**WHAT THE EXERCISE ASKS:** This calls for a word-for-word copy of all the data, with each picture removed.

Stored records
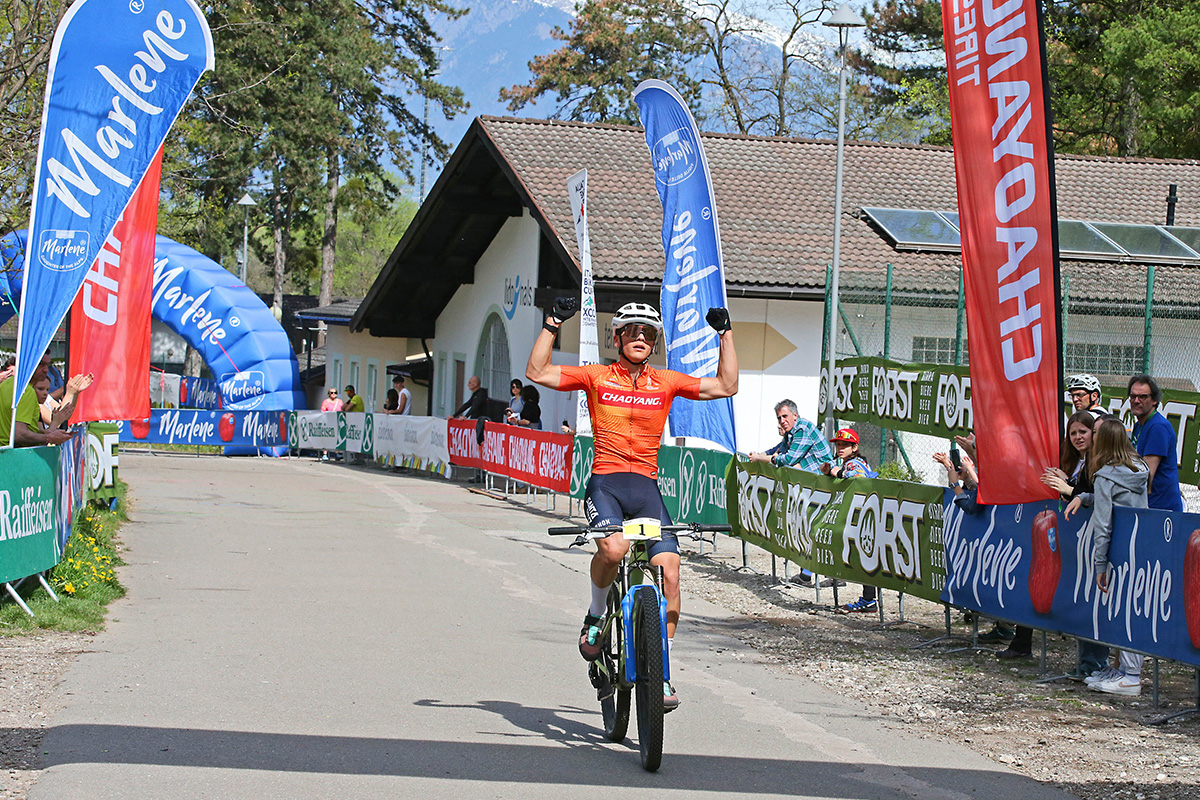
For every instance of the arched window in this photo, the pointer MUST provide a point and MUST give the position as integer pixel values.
(492, 365)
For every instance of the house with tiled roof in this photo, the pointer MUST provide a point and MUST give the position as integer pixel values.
(495, 242)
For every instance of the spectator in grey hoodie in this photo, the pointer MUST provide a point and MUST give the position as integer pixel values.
(1120, 479)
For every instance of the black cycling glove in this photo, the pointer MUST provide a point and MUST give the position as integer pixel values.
(564, 308)
(719, 319)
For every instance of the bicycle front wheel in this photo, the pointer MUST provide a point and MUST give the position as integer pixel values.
(648, 653)
(615, 695)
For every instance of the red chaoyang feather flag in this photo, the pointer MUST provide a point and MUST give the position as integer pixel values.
(1003, 163)
(111, 316)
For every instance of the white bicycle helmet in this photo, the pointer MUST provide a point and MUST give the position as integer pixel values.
(1085, 382)
(636, 313)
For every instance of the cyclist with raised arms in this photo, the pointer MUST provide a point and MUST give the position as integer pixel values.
(629, 401)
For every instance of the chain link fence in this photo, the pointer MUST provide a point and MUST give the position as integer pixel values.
(1117, 319)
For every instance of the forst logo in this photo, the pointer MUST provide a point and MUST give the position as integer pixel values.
(244, 390)
(631, 400)
(676, 157)
(63, 251)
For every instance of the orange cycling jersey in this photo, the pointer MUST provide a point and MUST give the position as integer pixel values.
(628, 416)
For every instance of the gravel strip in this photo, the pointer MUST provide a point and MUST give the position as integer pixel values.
(1096, 746)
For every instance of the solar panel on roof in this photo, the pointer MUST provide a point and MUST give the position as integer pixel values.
(1189, 236)
(1144, 241)
(910, 229)
(1079, 239)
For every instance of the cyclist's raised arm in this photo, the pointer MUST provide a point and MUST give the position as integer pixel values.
(539, 368)
(725, 383)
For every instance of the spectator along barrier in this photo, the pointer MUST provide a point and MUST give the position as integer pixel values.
(412, 441)
(41, 489)
(1021, 563)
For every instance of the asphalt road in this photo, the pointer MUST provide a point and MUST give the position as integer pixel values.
(305, 630)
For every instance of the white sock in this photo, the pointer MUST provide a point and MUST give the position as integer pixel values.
(599, 600)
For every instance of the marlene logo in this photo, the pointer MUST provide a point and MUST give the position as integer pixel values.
(63, 250)
(244, 390)
(631, 400)
(676, 157)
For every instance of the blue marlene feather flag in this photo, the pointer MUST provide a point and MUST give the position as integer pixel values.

**FINAL ANSWER:**
For every instance of the arched window in this photo, the pointer MUST provide a point and MUST give the position as integer pixel values.
(492, 365)
For every instance of the house with tiled roof in this photo, the pointer MUST provide a point and MUST give the position as integer pixel values.
(495, 242)
For every instance of the spectator in grey hoodie in this photo, the pointer MUST provide a point and MUST give the position as integer pixel values.
(1120, 479)
For every instance of the black cycling glove in this photo, the pointer MUST provide a point and MUST give the position as integer pixel values.
(564, 308)
(719, 319)
For every instance of the bicycle front wheel in this photo, the pointer MUST provide a point and MUST give the position as integer pixel values.
(648, 653)
(615, 695)
For every instance of the red chaoyang feather flag in this photo, the pointer MUST provide a point and MUST give the position as integer pixel values.
(1003, 163)
(111, 316)
For every instance of the white bicycle helmet in this photo, the pointer MUST provide a point and MUST give the position as integer pixel values.
(1085, 382)
(636, 313)
For every instance of the cyclist with raised arms in this photo, the pointer MUST provide a point and MUST give the position as integer pixel values.
(629, 401)
For every instance of the chain link fence in this photo, the pointer MUST provide a point and MUST give the position as integer pixel values.
(1117, 319)
For every instance of the forst logo in this photo, the pointer MUST provide a point and MUST give the position as integer pixel values.
(244, 390)
(631, 400)
(676, 157)
(63, 251)
For every instance of the orange cycling jersey in this photo, the pointer MUST provide a point and MUST give the position as integer pixel values.
(628, 416)
For every instance of the gravel strip in this photo, the pointer MUST provide a point and MUST give the position as integer pixel values.
(1096, 746)
For every instance of the solar panel on roof in this photo, the pointer MUST provide a point and MUST give the position as integer pixel values.
(1189, 236)
(1144, 241)
(910, 229)
(1079, 239)
For every instance of the cyclist's raised arm in this photo, the pointer MUST provide a point and MUST give the position as integer pixel values.
(539, 368)
(725, 383)
For every instance of the spectator along barrier in this photo, the pointer MUST provide a point and MUST give the position as integer pixel values.
(412, 441)
(41, 489)
(1021, 563)
For every instance of the asphalt road in this photo, the pointer MUST provide a point and MUST give the position as integer pixel values.
(305, 630)
For every instance of the white sock in this photo, the pointer MUST provide a point and MUST give the position as integer pixel values.
(599, 600)
For every instance of the marlene logo in this photo, the pointer MUST provide a point and MUST give the position as integer pixel values.
(63, 250)
(244, 390)
(631, 400)
(676, 157)
For every instance of the blue marlene feather flag in this photo, the pointer MUST provide a point and MUST give the position as integer pixel values.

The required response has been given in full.